→ **TEXTO PARA ANÁLISE**
——————————
Maria Berenice Dias

O afeto merece ser visto como uma realidade digna de tutela.

Categoria: ARTIGOS, Direito das Famílias

A responsabilidade do afeto

Maria Berenice Dias[1]

 

Quando se fala em afeto, em cuidado, sempre vem à mente a famosa frase de Saint-Exupéry: Você é eternamente responsável por aquele que cativas!

Parece piegas, mas a responsabilidade em proteger tem origem nos vínculos afetivos. Basta atentar ao comando constitucional que atribui primeiro à família a obrigação de cuidado para com  crianças e  idosos. Só após reconhece a responsabilidade da sociedade e do Estado.  Não é por outro motivo que a família é reconhecida como a base da sociedade, sendo-lhe assegurada especial proteção. Claro que assim o Estado não precisa assumir responsabilidades sobre os mais vulneráveis.

Por isso ocorreu o alargamento do conceito de família, deslocado do tripé casamento-sexo-procriação. Com o reconhecimento da união estável reconheceu-se o vínculo extramatrimonial. Também aconteceu a dessexualização do seu conceito, ao ser assim considerada a comunidade formada entre um dos pais e seus filhos, e que se passou a chamar de família monoparental.

Tanto é assim que o Código Civil gera a responsabilidade parental, o poder familiar, a obrigação alimentar e até  o direito sucessório, que nada mais é do que o cuidado depois da morte.
——————————
Por favor, prolongue o texto acima sobre a responsabilidade do afeto, começando logo após a última frase apresentada.
——————————
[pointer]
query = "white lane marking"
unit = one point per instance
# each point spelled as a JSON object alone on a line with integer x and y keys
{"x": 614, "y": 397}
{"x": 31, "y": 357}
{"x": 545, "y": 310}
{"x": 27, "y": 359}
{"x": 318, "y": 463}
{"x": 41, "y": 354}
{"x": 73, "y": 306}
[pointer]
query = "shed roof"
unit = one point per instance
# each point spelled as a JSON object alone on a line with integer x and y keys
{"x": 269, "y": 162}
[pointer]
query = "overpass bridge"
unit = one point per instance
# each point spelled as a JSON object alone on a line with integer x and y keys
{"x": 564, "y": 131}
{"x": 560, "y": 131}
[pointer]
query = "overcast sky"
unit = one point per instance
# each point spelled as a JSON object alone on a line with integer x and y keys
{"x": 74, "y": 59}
——————————
→ **RESPOSTA**
Esta nova feição do Direito das Famílias se afasta do normativismo legal que busca a preservação da família dentro do conceito imposto pelas religiões. Uma união eterna, na pobreza, na tristeza e na doença. Até é possível  pensar se não foi por este motivo que se inventou vida após a morte, como única forma de as pessoas libertarem- se do casamento.

O fato é que, em nome da sacralização desse conceito retrógado, muitas injustiças já foram feitas, como o não reconhecimento de filhos de relações extramatrimoniais, que persistiu por décadas. Mas injustiças ainda se fazem, como no caso de uniões paralelas que não são reconhecidas como união estável, ainda que apresentem todas as características legais. Mas há mais. Absurdamente são subtraídos efeitos patrimoniais ao casamento, quando um dos noivos tem mais de 70 anos.

Todas estas situações chancelam a irresponsabilidade dos homens. Afinal, estes são comportamentos prioritariamente masculinos. Eles é que tinham filhos ilegítimos, isto é, filhos  fora do casamento. Os filhos fruto da infidelidade feminina são inseridos na família, em face da  presunção de paternidade: o pai é sempre o marido da mãe. Os homens sempre puderam ter novos vínculos afetivos ao se separarem. As mulheres não. Eram difamadas por serem desquitadas, por não mais terem o “atributo” da virgindade, que sempre foi reconhecido como um valor agregado, símbolo de pureza e castidade. Além disso, elas ficavam com os filhos e era difícil achar um novo par.

Ainda hoje a cultura é machista e sexista, e isso se derrama no âmbito do Direito das Famílias. Relacionamentos afetivos geram direitos e deveres de parte a parte. É só existir um comprometimento mútuo para se estar frente a um vínculo familiar. Assim, quem ama – seja quem for – assume encargos. Como o afeto gera ônus e bônus, as obrigações são recíprocas. Este é o componente ético que precisa ser legitimado e preservado.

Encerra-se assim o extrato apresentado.